* **WORK TO DO**
Repeat the records from the line with "Mark the sandy" to the line with "top-left (514, 80), bottom-right (523, 146)", swapping "in this frame" for "in this photo" throughout and leaving everything else unchanged. Omit the pictures from the answer.

* **DATASET CONTENT**
>>>>>
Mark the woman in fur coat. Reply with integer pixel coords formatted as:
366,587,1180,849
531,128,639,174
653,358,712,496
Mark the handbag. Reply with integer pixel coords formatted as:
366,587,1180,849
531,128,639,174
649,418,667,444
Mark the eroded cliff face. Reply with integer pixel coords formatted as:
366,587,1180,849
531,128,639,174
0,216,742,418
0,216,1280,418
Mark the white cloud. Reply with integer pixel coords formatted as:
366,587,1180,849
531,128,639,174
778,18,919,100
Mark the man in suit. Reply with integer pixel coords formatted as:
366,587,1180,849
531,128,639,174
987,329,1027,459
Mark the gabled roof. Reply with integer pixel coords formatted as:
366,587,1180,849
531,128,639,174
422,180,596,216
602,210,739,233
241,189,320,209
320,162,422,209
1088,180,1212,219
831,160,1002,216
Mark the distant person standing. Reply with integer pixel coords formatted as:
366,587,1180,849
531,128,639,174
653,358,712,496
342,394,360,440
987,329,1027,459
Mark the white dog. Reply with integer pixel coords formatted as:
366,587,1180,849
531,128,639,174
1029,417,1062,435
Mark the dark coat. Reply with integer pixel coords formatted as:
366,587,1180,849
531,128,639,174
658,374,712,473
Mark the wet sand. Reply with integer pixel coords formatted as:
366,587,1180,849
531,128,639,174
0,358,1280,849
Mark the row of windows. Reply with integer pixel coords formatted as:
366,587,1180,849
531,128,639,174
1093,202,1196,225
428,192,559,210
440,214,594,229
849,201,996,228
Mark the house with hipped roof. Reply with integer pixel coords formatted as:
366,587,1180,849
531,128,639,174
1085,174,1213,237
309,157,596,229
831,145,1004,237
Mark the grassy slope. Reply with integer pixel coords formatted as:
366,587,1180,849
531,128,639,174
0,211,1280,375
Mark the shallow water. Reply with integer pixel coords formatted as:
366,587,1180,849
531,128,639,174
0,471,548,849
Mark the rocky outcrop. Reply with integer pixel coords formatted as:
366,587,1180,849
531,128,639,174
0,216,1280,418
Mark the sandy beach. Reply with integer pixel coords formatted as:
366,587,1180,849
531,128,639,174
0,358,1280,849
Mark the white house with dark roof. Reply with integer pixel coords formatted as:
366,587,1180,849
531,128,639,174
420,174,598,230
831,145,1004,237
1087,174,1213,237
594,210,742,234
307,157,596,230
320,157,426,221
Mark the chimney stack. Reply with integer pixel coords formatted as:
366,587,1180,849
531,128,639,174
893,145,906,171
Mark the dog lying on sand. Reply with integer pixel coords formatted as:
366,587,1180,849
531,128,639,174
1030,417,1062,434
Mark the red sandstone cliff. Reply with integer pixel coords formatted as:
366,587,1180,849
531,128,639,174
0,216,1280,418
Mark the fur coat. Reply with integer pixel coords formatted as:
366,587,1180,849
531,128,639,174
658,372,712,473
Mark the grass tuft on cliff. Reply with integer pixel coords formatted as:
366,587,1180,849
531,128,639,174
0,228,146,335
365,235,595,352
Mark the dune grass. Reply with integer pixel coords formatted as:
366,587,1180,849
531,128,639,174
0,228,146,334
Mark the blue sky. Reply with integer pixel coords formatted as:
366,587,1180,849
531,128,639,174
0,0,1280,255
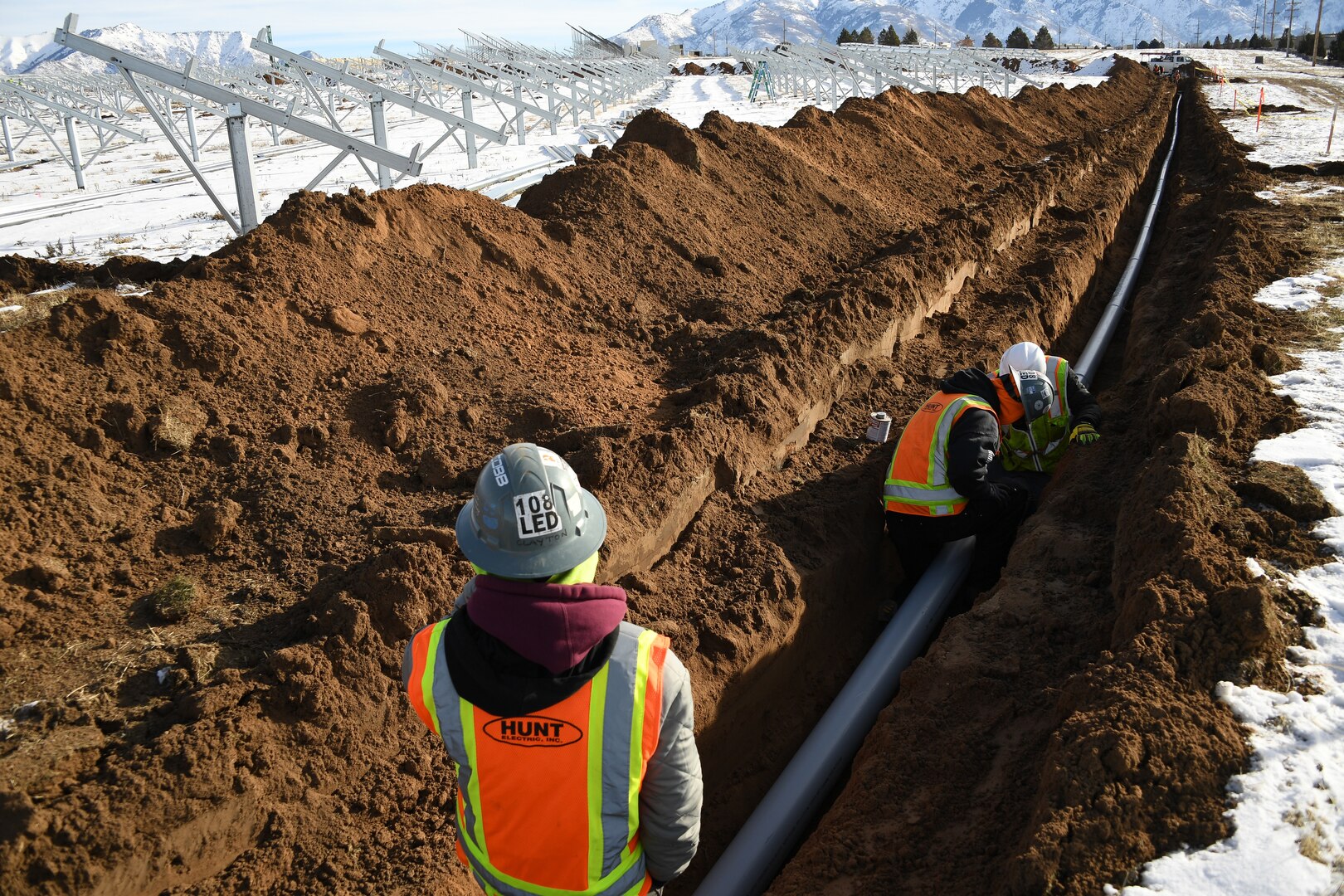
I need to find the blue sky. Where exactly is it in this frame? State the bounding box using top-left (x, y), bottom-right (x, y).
top-left (0, 0), bottom-right (672, 56)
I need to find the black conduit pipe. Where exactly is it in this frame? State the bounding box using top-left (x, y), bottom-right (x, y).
top-left (695, 97), bottom-right (1180, 896)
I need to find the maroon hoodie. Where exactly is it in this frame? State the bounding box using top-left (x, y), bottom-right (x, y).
top-left (466, 575), bottom-right (625, 674)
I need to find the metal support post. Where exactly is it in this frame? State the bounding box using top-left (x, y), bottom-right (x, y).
top-left (462, 87), bottom-right (480, 168)
top-left (368, 93), bottom-right (392, 189)
top-left (225, 102), bottom-right (256, 234)
top-left (187, 105), bottom-right (200, 161)
top-left (66, 115), bottom-right (83, 189)
top-left (514, 80), bottom-right (523, 146)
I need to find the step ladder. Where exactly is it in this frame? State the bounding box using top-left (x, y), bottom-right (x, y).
top-left (747, 61), bottom-right (774, 102)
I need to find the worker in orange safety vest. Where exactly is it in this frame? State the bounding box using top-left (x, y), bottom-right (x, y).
top-left (402, 443), bottom-right (703, 896)
top-left (878, 368), bottom-right (1054, 619)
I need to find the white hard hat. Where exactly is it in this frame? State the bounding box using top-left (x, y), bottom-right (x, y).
top-left (997, 343), bottom-right (1045, 373)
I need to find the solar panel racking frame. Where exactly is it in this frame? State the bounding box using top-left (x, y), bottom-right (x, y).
top-left (54, 13), bottom-right (421, 234)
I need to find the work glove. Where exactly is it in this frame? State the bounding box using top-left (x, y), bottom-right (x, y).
top-left (1069, 423), bottom-right (1101, 445)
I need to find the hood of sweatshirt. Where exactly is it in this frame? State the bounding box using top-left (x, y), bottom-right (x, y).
top-left (466, 575), bottom-right (625, 674)
top-left (938, 367), bottom-right (1023, 426)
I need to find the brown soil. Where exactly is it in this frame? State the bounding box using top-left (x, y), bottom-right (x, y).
top-left (0, 63), bottom-right (1314, 894)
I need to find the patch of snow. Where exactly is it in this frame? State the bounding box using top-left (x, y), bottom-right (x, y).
top-left (1106, 258), bottom-right (1344, 896)
top-left (1255, 270), bottom-right (1336, 312)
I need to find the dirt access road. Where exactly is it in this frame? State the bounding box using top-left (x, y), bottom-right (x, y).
top-left (0, 61), bottom-right (1324, 894)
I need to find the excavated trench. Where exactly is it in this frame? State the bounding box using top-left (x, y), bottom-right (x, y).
top-left (0, 63), bottom-right (1311, 894)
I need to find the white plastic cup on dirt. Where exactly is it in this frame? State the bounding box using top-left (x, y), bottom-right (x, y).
top-left (869, 411), bottom-right (891, 445)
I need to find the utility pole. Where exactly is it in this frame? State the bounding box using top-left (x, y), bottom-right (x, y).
top-left (1312, 0), bottom-right (1325, 69)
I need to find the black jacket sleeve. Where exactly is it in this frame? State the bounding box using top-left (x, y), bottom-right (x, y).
top-left (1067, 368), bottom-right (1101, 432)
top-left (947, 407), bottom-right (1023, 514)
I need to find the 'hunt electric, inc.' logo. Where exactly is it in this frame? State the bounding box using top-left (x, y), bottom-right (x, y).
top-left (485, 716), bottom-right (583, 747)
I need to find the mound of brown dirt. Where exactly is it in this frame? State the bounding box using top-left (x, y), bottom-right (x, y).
top-left (772, 82), bottom-right (1325, 894)
top-left (0, 63), bottom-right (1312, 894)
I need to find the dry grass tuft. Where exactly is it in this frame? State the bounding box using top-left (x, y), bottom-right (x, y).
top-left (149, 575), bottom-right (197, 622)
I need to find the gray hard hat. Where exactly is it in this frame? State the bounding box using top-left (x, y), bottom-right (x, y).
top-left (1010, 368), bottom-right (1055, 423)
top-left (457, 442), bottom-right (606, 579)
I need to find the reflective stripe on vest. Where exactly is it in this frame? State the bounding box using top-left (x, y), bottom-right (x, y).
top-left (882, 392), bottom-right (995, 516)
top-left (407, 618), bottom-right (670, 896)
top-left (1000, 354), bottom-right (1071, 473)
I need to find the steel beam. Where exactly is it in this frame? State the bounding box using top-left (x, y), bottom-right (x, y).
top-left (251, 39), bottom-right (508, 144)
top-left (225, 102), bottom-right (258, 234)
top-left (54, 15), bottom-right (421, 176)
top-left (66, 115), bottom-right (83, 189)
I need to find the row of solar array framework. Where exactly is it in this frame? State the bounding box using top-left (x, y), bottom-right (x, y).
top-left (0, 16), bottom-right (1036, 232)
top-left (0, 16), bottom-right (664, 232)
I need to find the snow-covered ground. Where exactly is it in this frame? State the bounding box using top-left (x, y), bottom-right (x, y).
top-left (1108, 182), bottom-right (1344, 896)
top-left (7, 40), bottom-right (1344, 896)
top-left (1059, 48), bottom-right (1344, 167)
top-left (0, 58), bottom-right (1108, 263)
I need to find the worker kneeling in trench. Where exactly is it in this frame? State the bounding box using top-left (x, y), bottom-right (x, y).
top-left (989, 343), bottom-right (1101, 509)
top-left (402, 443), bottom-right (703, 896)
top-left (878, 343), bottom-right (1101, 621)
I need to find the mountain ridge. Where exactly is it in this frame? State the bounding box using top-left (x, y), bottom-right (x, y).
top-left (0, 23), bottom-right (275, 75)
top-left (611, 0), bottom-right (1324, 52)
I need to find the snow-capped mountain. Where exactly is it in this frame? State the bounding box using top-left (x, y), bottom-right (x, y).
top-left (611, 0), bottom-right (961, 52)
top-left (611, 0), bottom-right (1297, 52)
top-left (0, 24), bottom-right (267, 75)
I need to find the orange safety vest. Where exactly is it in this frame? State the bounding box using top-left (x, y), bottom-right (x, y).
top-left (406, 616), bottom-right (670, 896)
top-left (882, 392), bottom-right (997, 516)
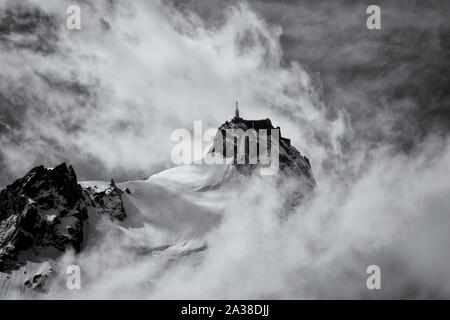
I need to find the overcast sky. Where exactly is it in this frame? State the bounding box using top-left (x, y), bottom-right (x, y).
top-left (0, 0), bottom-right (450, 185)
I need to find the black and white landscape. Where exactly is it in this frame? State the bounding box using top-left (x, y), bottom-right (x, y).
top-left (0, 0), bottom-right (450, 299)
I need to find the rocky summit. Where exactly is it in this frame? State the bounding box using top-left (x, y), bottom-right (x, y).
top-left (0, 163), bottom-right (126, 271)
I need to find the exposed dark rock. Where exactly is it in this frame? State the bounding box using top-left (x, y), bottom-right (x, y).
top-left (85, 180), bottom-right (127, 221)
top-left (209, 116), bottom-right (316, 207)
top-left (0, 163), bottom-right (87, 270)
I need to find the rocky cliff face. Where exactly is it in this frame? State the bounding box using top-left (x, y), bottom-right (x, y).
top-left (210, 117), bottom-right (316, 189)
top-left (0, 163), bottom-right (126, 271)
top-left (0, 163), bottom-right (87, 270)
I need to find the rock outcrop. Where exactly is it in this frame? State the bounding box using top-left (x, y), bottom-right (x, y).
top-left (0, 163), bottom-right (87, 270)
top-left (0, 163), bottom-right (126, 271)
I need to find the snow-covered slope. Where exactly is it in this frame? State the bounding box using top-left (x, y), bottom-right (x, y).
top-left (0, 118), bottom-right (315, 298)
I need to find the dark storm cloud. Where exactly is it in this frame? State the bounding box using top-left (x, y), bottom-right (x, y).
top-left (176, 0), bottom-right (450, 149)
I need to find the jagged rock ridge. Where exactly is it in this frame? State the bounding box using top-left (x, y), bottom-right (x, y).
top-left (0, 163), bottom-right (126, 271)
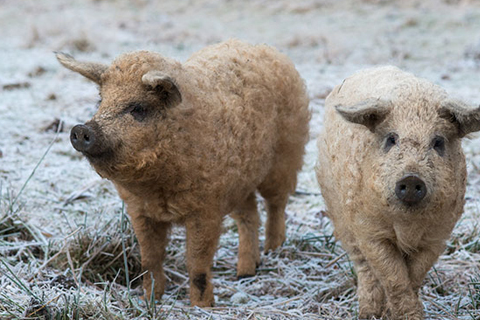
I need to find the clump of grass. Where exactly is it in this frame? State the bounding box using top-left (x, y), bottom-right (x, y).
top-left (51, 214), bottom-right (141, 287)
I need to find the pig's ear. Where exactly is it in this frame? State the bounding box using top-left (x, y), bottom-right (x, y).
top-left (438, 99), bottom-right (480, 138)
top-left (55, 52), bottom-right (108, 85)
top-left (335, 99), bottom-right (391, 132)
top-left (142, 71), bottom-right (182, 107)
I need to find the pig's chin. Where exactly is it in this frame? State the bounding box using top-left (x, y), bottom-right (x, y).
top-left (83, 150), bottom-right (116, 180)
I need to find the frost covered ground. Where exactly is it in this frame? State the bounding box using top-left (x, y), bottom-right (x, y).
top-left (0, 0), bottom-right (480, 319)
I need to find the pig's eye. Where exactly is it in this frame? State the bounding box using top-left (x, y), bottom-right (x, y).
top-left (383, 132), bottom-right (398, 152)
top-left (432, 136), bottom-right (445, 156)
top-left (128, 104), bottom-right (147, 121)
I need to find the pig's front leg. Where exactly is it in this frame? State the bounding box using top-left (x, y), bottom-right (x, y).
top-left (185, 214), bottom-right (222, 307)
top-left (131, 214), bottom-right (171, 300)
top-left (359, 238), bottom-right (423, 320)
top-left (405, 241), bottom-right (445, 293)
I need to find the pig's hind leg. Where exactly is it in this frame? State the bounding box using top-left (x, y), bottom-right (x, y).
top-left (232, 193), bottom-right (260, 279)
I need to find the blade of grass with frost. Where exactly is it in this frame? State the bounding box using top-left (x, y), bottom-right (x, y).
top-left (0, 258), bottom-right (40, 301)
top-left (120, 201), bottom-right (130, 297)
top-left (9, 126), bottom-right (60, 211)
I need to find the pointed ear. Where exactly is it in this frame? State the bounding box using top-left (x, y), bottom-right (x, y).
top-left (55, 52), bottom-right (108, 85)
top-left (335, 99), bottom-right (392, 132)
top-left (142, 71), bottom-right (182, 107)
top-left (438, 99), bottom-right (480, 138)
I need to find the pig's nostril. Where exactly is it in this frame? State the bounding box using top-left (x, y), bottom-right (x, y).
top-left (70, 125), bottom-right (95, 153)
top-left (395, 174), bottom-right (427, 205)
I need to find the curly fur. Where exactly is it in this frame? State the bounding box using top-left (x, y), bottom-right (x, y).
top-left (57, 40), bottom-right (310, 306)
top-left (316, 67), bottom-right (472, 319)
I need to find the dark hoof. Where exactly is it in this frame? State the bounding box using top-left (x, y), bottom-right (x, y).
top-left (237, 274), bottom-right (255, 280)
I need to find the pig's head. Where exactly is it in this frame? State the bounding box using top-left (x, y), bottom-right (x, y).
top-left (336, 89), bottom-right (480, 212)
top-left (57, 51), bottom-right (182, 183)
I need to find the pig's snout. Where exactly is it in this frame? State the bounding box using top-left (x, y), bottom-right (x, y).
top-left (395, 174), bottom-right (427, 206)
top-left (70, 124), bottom-right (97, 154)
<<<<<
* **TASK RESPONSE**
Mark the sandy beach. Reply with integer pixel coords formatted as:
366,587,1180,849
531,128,639,174
0,358,1280,849
Mark the white house with dark roof. Reply with integer pixel coords formatted as:
366,587,1180,849
531,128,639,174
420,174,598,230
831,145,1004,237
1087,174,1213,237
594,210,742,234
307,157,596,230
320,157,426,221
Mark the chimney stack. Reply with integer pixel coords formatted as:
366,587,1180,849
531,128,639,174
893,145,906,171
Mark the dog lying on sand. Reply with integer pixel coords formatted as:
366,587,1180,849
531,128,639,174
1030,417,1062,434
Mark the red sandstone cliff. Reply with integer pixel coords formatted as:
366,587,1180,849
531,128,639,174
0,216,1280,418
Mark the fur coat. Reply with integer pixel coords formatted as:
366,587,1180,849
531,128,639,174
658,372,712,473
Mark the grass tuft on cliff. Reply with integer pixel coords formatted as:
366,587,1180,849
531,128,639,174
0,228,146,335
365,235,595,352
Mark the dune grass. Reply with integer pixel coords formatted as:
366,587,1180,849
531,128,639,174
0,228,146,334
Mark the blue sky. Reply with integer pixel coords formatted as:
366,587,1180,849
531,128,639,174
0,0,1280,255
I need to find the blue sky. Where exactly is it in this photo? State the bounding box using top-left (x, y), bottom-right (x, y).
top-left (0, 0), bottom-right (672, 56)
I need to find the black conduit pipe. Where exactly is it in this photo? State the bounding box using top-left (x, y), bottom-right (x, y).
top-left (695, 97), bottom-right (1180, 896)
I need to find the maroon hoodie. Where exactly is it in this photo? State the bounding box using top-left (x, y), bottom-right (x, y).
top-left (466, 575), bottom-right (625, 674)
I need to find the metal support post. Where exactly is it in this photo? State the bounding box using top-left (x, y), bottom-right (x, y).
top-left (462, 87), bottom-right (480, 168)
top-left (368, 93), bottom-right (392, 189)
top-left (225, 102), bottom-right (256, 234)
top-left (187, 105), bottom-right (200, 161)
top-left (66, 115), bottom-right (83, 189)
top-left (514, 80), bottom-right (523, 146)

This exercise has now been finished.